■ EXTRAIT PRÉSENTÉ ■
^^^^
De Ryan Coogler
Avec Michael B. Jordan, Hailee Steinfeld, Miles Caton
Chronique : Fable horrifique sur l’Amérique ségrégationniste, œuvre musicale trippante, variation sur le mal et le diable, ode à l’héritage et la préservation de la culture afro-américaine, Sinners est un peu tout et rien de ce que vous vous attendiez à voir. Et c’est très bien comme ça.
Ryan Coogler découpe son film en deux blocks distincts qu’il condense en une journée et une nuit. La première partie suit deux frères jumeaux, Elias et Elijah Smoke, dont on sait peu de chose si ce n’est qu’ils sont de retour dans leur ville natale pour y lancer un night-club après avoir été hommes de main d’Al Capone à Chicago. Pendant que l’un s’entoure d’anciennes connaissances et amis pour assurer l’ouverture le soir même (musiciens, barman, cuisinière, chanteuse, videur…) l’autre rachète assez ironiquement une grange à un ancien membre du Ku Klux Klan pour y installer leur business. Mélange de film de gangsters et de film de bande, la première heure de Sinners permet de creuser la psychologie des personnages, leurs connexions, tout en offrant une solide reconstitution du Mississipi ségrégationniste de l’entre-deux guerres. C’est certes un peu long, mais nécessaire pour préparer le terrain de ce qui va suivre. Car Sinners s’emballe réellement la nuit tombée. Et pas qu’un peu.
Alors que les jumeaux inaugurent le Club Juke en grand pompe et que la fête bat son plein, Remmick, vampire solitaire descendant d’immigrés irlandais, va toquer à la porte pour se faire inviter, cherchant à épancher sa soif de sang et convertir de nouveaux membres à sa communauté de damnés certes, mais aussi partager son goût pour la musique, et pas que . Autant dire que cela va quelque peu perturber le bon déroulement des festivités.
Sinners prend alors une tout autre ampleur, embrassant totalement son statut de film musical, atteignant alors une sorte d’état de transe. Il est porté par une bande son phénoménale qui sur une base de blues entêtante ajoute des fulgurances rocks et même des incursions country ou de gigue irlandaise.
^^^^
■ DONNÉES FOURNIES ■
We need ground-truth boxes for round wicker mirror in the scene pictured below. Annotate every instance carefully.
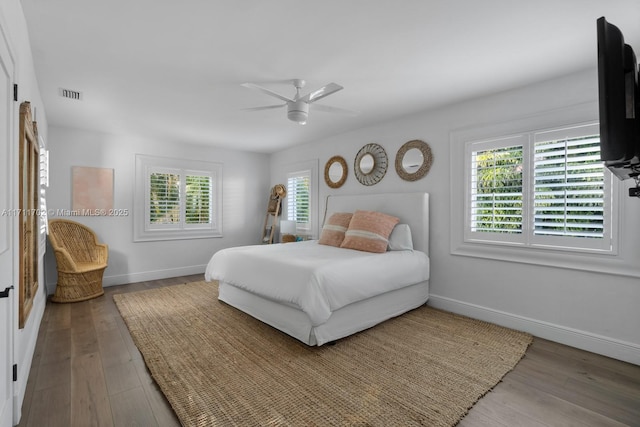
[396,139,433,181]
[324,156,347,188]
[353,144,388,185]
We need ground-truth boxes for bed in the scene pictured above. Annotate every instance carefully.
[205,193,429,346]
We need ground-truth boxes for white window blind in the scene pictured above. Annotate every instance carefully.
[287,170,311,231]
[185,174,213,224]
[464,125,613,252]
[470,146,523,234]
[134,155,222,241]
[147,169,181,227]
[534,135,605,238]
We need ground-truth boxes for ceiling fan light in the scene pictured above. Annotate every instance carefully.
[287,102,309,125]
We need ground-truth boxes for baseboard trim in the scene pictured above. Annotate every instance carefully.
[428,294,640,365]
[102,265,207,287]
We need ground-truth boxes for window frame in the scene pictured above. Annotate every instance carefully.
[133,154,223,242]
[449,107,620,274]
[284,169,313,234]
[282,159,319,239]
[464,123,616,254]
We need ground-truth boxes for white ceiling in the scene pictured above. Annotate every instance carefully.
[21,0,640,153]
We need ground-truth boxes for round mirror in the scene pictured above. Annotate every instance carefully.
[358,153,376,175]
[402,148,424,173]
[396,139,433,181]
[353,144,388,185]
[324,156,347,188]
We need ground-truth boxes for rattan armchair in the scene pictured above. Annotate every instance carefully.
[49,219,109,302]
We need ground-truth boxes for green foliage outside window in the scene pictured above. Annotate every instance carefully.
[472,147,522,233]
[185,175,211,224]
[149,173,180,224]
[149,173,212,224]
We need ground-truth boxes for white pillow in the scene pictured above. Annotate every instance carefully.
[387,224,413,251]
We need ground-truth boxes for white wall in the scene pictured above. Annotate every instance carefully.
[45,127,270,293]
[271,70,640,364]
[0,0,47,424]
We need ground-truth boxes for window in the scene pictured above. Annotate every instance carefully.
[280,159,319,238]
[287,170,311,232]
[134,155,222,240]
[38,136,49,255]
[464,125,613,253]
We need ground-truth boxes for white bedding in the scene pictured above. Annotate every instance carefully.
[205,241,429,326]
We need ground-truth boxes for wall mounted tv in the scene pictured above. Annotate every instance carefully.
[597,17,640,180]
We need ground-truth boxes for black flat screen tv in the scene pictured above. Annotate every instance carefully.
[597,17,640,180]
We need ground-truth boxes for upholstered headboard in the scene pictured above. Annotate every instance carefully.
[322,193,429,255]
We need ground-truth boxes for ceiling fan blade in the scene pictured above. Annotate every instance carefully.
[299,83,344,103]
[242,83,293,102]
[242,104,287,111]
[312,104,360,116]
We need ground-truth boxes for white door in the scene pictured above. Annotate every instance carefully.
[0,21,17,427]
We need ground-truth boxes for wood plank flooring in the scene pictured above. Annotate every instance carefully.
[19,275,640,427]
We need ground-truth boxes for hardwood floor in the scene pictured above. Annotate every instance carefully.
[19,275,640,427]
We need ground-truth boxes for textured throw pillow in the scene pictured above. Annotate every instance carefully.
[318,212,353,248]
[389,224,413,251]
[340,211,398,253]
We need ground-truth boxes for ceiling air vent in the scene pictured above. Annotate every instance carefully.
[59,88,82,101]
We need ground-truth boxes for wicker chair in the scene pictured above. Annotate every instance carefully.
[49,219,109,302]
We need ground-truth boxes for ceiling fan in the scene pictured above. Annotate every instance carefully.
[242,79,357,125]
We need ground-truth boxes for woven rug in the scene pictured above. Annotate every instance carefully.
[114,282,532,427]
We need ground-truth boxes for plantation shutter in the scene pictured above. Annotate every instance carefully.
[147,169,180,228]
[534,132,605,238]
[469,144,523,234]
[185,174,213,225]
[287,170,311,231]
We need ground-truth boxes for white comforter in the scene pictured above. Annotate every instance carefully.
[205,241,429,326]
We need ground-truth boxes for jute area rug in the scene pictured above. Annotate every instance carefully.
[114,282,532,427]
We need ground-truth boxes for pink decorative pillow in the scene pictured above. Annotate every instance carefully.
[340,211,398,253]
[318,212,353,248]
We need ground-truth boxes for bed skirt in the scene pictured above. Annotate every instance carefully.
[218,280,429,346]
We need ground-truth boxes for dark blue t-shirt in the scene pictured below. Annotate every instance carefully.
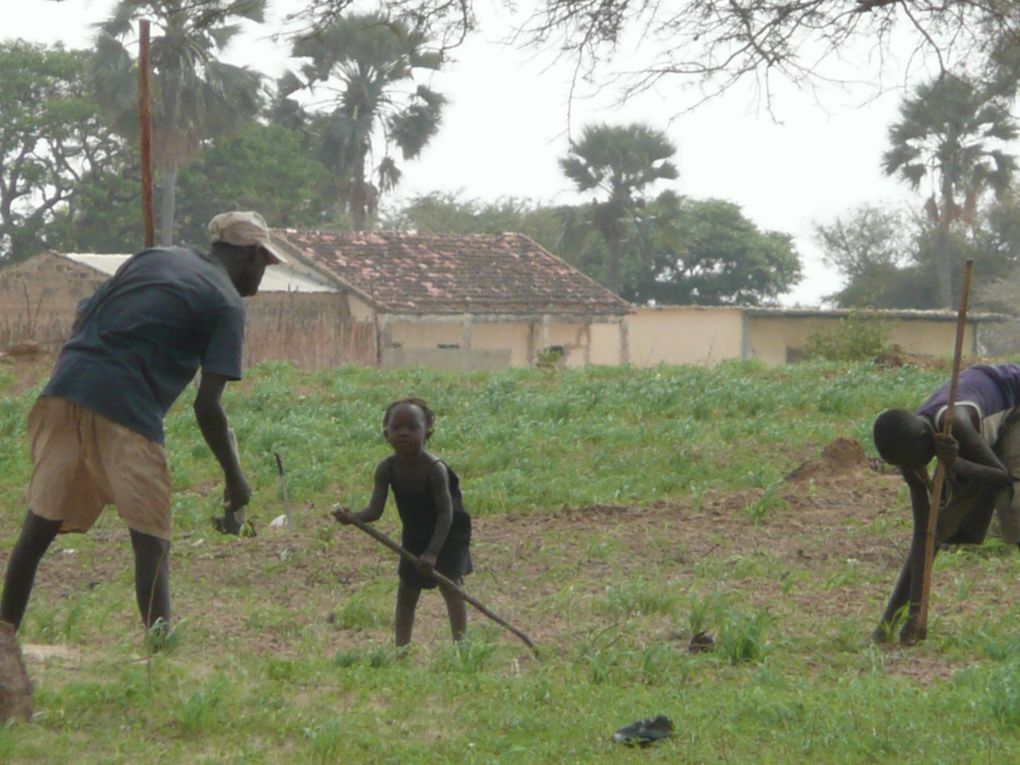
[41,247,245,444]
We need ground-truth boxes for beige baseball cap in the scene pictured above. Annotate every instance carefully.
[209,210,287,265]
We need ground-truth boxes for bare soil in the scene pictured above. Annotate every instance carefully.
[11,439,1010,693]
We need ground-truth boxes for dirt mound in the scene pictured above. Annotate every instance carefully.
[785,439,873,482]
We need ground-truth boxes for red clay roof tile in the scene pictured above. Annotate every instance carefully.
[274,230,632,315]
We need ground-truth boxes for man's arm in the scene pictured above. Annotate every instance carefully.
[194,372,252,512]
[935,406,1012,487]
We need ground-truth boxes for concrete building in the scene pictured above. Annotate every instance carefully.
[274,231,632,370]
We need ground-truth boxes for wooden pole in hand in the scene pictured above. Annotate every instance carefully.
[905,260,974,643]
[138,18,156,247]
[338,513,538,655]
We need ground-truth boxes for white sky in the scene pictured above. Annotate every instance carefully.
[7,0,946,305]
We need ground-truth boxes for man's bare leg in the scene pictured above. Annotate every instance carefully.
[131,528,170,631]
[0,510,60,629]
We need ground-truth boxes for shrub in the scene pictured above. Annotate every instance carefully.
[804,311,888,361]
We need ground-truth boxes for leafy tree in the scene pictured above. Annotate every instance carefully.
[94,0,266,244]
[297,0,1020,100]
[0,41,126,262]
[281,14,446,230]
[883,75,1017,308]
[624,197,801,305]
[179,122,330,246]
[560,123,677,294]
[384,192,579,262]
[815,206,933,308]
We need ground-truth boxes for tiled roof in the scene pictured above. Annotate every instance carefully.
[274,230,632,315]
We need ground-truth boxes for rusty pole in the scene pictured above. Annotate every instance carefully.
[138,18,156,247]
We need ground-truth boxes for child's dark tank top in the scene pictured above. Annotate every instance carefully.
[387,456,472,588]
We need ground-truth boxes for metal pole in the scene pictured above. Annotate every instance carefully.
[138,18,156,247]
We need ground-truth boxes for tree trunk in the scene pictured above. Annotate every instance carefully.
[351,155,368,232]
[157,165,177,247]
[606,240,620,295]
[935,222,953,310]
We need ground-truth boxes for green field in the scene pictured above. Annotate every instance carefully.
[0,362,1020,765]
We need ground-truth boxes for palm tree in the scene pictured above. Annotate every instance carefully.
[882,74,1017,308]
[560,123,677,294]
[281,14,446,231]
[94,0,266,245]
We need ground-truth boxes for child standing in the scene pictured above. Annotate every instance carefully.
[334,398,472,646]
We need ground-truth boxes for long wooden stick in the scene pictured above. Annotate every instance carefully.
[340,513,538,655]
[138,18,156,247]
[904,260,974,643]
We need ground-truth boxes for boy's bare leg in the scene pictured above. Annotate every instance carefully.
[0,510,60,629]
[394,579,421,648]
[439,582,467,643]
[131,528,170,631]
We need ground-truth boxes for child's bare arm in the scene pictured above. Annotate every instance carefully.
[421,462,453,564]
[358,460,390,523]
[333,460,390,524]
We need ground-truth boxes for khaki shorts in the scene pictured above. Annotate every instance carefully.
[29,396,170,540]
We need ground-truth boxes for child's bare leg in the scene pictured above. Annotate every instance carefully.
[394,579,421,648]
[440,582,467,642]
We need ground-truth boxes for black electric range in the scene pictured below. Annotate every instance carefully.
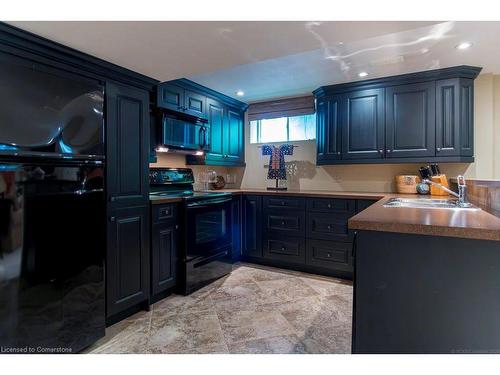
[149,168,232,294]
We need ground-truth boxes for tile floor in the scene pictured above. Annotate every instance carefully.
[87,263,352,354]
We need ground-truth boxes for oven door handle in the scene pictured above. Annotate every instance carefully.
[186,197,232,208]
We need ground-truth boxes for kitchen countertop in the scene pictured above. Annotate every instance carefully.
[150,189,500,241]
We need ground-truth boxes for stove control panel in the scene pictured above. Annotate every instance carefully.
[149,168,194,185]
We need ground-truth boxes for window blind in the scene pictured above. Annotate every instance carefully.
[248,95,314,121]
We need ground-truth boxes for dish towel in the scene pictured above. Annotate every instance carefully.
[262,144,293,180]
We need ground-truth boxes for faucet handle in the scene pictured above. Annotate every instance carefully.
[457,175,465,186]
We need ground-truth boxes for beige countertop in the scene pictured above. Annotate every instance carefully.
[150,189,500,241]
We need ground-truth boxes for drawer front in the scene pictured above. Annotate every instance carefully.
[264,210,306,236]
[263,195,305,210]
[152,204,177,223]
[306,239,353,272]
[307,212,354,242]
[263,236,305,264]
[307,198,356,214]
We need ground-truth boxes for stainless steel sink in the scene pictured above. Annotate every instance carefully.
[384,198,480,210]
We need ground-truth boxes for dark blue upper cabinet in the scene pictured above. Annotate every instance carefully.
[156,82,207,120]
[314,66,481,165]
[316,95,343,164]
[342,89,384,160]
[436,78,474,156]
[385,81,436,158]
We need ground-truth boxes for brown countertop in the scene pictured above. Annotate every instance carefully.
[150,189,500,241]
[349,194,500,241]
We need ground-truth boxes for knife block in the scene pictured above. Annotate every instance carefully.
[431,174,450,196]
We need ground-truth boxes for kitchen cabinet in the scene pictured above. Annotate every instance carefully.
[342,89,385,159]
[151,204,179,298]
[106,206,150,318]
[436,78,474,156]
[231,195,242,262]
[385,81,436,158]
[157,79,247,166]
[316,95,343,163]
[157,82,207,119]
[106,82,151,208]
[314,66,481,165]
[241,195,262,258]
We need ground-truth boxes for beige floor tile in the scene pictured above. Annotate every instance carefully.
[148,311,224,353]
[229,335,306,354]
[217,306,295,344]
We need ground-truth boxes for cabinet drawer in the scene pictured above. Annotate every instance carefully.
[152,204,177,223]
[264,210,305,236]
[264,195,305,210]
[263,236,305,264]
[307,198,356,214]
[306,239,353,272]
[307,212,353,242]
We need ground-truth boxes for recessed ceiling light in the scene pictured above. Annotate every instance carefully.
[455,42,472,49]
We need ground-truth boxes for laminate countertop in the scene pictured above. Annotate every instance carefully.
[151,189,500,241]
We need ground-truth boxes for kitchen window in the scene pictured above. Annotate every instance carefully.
[250,113,316,143]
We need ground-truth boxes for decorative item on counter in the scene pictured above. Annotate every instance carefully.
[396,175,420,194]
[260,144,298,190]
[417,182,431,195]
[210,175,226,190]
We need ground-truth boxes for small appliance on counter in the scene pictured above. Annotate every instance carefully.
[149,168,232,295]
[396,175,420,194]
[419,164,450,196]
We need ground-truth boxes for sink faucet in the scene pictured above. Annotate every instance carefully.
[422,175,472,207]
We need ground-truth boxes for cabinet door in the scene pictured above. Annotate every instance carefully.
[183,90,207,119]
[157,83,184,112]
[151,220,178,294]
[223,108,244,164]
[316,96,342,164]
[242,195,262,257]
[436,78,473,156]
[106,83,151,206]
[106,206,149,317]
[231,196,241,262]
[207,98,224,161]
[342,89,385,159]
[386,82,436,158]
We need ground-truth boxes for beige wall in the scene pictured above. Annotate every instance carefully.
[150,74,500,192]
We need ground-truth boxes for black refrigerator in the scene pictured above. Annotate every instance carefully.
[0,55,106,353]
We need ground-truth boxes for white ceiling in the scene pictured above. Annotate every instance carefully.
[10,21,500,102]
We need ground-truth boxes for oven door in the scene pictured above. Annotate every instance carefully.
[186,196,231,262]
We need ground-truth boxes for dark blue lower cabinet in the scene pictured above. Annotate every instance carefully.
[231,195,242,262]
[241,194,376,279]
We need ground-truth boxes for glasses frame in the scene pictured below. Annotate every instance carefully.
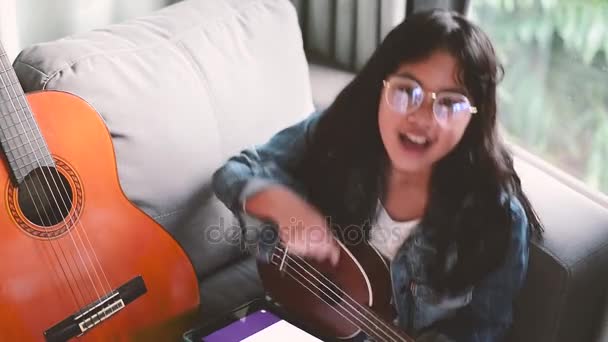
[382,76,477,122]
^^^^
■ OBJECTIFS ■
a – Citez tous les acteurs mentionnés après « Avec » dans la critique de Sinners.
b – Recopiez le passage de la critique de Sinners qui commence à « Alors que les » et se termine à « de gigue irlandaise. ».
Les enregistrements ne sont pas nécessaires ici.

■ RÉPONSES AUX CONSIGNES ■
a – Michael B. Jordan, Hailee Steinfeld, Miles Caton

b –
Alors que les jumeaux inaugurent le Club Juke en grand pompe et que la fête bat son plein, Remmick, vampire solitaire descendant d’immigrés irlandais, va toquer à la porte pour se faire inviter, cherchant à épancher sa soif de sang et convertir de nouveaux membres à sa communauté de damnés certes, mais aussi partager son goût pour la musique, et pas que . Autant dire que cela va quelque peu perturber le bon déroulement des festivités.
Sinners prend alors une tout autre ampleur, embrassant totalement son statut de film musical, atteignant alors une sorte d’état de transe. Il est porté par une bande son phénoménale qui sur une base de blues entêtante ajoute des fulgurances rocks et même des incursions country ou de gigue irlandaise.